AUFGABE
Worum geht es laut dem Dokument bei dem biblischen Gebot der Lex Talionis entgegen der allgemein verbreiteten Ansicht? Bitte antworte in einem Satz.

DOKUMENT
■ ■ ■
08.10.2015, Escape Metalcorner, Wien

Der deutsche Panzer NEGATOR auf LEX TALIONIS-Feldzug

Veröffentlicht am 13.10.2015

Auge um Auge, Zahn um Zahn – die Lex Talionis ist die Vergeltung von Gleichem mit Gleichen. „Kommt ihr aber ein Schade daraus, so soll er lassen Seele um Seele, Auge um Auge, Zahn um Zahn, Hand um Hand, Fuß um Fuß, Brand um Brand, Wunde um Wunde, Beule um Beule“, heißt es im 2. Buch Mose – und ist im Grunde die Umlegung eines Rechtsprinzips aus dem Orient, nachzulesen im Codex Hammurapi. Allerdings ist die Interpretation heute etwas irreführend: Entgegen der allgemein verbreiteten Ansicht geht es bei dem biblischen Gebot der Anfangszeit Israels nicht um Rache, sondern vielmehr um Schutz sowohl des Geschädigten als auch des Täters. Denn: In einer Zeit, wo die „Rache“ keine Grenzen kannte, ist die Lex Talionis eigentlich eine Eindämmung, indem sie vorgibt, dass der Täter seine Tat höchstens durch Erleiden des gleichen Übels sühnen muss, dass er dem anderen zugefügt hat.
■ ■ ■
INHALT DER DATEN
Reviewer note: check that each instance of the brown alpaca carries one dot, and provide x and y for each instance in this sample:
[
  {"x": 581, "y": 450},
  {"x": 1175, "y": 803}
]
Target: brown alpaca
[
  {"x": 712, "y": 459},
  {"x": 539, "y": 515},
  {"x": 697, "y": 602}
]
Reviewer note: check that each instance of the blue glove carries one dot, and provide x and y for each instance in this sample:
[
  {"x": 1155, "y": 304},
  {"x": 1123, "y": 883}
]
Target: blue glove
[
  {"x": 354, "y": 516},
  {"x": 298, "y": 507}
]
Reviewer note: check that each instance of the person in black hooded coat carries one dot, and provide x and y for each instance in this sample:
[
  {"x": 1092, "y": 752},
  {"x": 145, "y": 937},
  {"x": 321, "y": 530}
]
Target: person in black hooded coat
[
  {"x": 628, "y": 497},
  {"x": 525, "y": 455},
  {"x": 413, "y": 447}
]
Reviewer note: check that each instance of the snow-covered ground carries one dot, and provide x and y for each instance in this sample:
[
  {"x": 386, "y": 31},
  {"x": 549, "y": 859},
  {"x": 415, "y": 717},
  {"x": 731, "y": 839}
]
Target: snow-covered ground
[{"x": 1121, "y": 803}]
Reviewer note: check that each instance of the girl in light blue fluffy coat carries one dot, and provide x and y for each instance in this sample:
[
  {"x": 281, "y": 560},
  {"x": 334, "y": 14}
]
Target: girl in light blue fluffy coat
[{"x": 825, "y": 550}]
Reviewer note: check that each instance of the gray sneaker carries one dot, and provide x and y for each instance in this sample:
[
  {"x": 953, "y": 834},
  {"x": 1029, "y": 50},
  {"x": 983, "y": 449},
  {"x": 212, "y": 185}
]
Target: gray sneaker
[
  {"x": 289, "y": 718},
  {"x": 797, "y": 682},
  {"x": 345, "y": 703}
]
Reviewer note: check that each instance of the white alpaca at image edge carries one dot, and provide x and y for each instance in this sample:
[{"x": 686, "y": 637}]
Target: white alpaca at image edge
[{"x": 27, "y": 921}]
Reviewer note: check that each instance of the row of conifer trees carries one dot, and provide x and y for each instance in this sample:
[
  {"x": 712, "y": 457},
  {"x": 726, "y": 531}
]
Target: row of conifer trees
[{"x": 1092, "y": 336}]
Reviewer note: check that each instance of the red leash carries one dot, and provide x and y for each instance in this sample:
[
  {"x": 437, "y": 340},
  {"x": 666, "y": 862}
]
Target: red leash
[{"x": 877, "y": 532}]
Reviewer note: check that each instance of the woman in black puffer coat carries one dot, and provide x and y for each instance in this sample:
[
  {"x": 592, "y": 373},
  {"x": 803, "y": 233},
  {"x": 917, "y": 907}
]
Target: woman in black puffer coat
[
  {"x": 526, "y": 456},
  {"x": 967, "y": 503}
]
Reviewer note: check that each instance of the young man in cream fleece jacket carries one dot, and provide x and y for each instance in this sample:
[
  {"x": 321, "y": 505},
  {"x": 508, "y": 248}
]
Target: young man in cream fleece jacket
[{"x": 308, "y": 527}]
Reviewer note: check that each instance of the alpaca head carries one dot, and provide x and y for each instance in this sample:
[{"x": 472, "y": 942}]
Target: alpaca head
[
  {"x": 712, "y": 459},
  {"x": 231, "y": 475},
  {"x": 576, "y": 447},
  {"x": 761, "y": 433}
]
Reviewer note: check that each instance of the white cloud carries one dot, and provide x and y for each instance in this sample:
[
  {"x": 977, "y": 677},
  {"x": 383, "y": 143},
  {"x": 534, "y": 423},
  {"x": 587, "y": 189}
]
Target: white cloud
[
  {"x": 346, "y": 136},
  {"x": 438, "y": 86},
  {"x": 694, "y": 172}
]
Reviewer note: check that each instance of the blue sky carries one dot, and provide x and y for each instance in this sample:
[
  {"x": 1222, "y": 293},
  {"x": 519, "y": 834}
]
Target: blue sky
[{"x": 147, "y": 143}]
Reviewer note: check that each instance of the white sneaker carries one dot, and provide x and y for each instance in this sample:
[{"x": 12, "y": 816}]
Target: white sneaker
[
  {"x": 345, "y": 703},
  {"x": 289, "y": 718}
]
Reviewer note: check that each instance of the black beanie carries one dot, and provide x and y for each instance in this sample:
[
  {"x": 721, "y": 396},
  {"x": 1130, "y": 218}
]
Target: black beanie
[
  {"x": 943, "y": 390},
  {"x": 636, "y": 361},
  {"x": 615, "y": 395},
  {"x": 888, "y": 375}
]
■ ■ ■
LÖSUNG
Es geht nicht um Rache, sondern um den Schutz sowohl des Geschädigten als auch des Täters.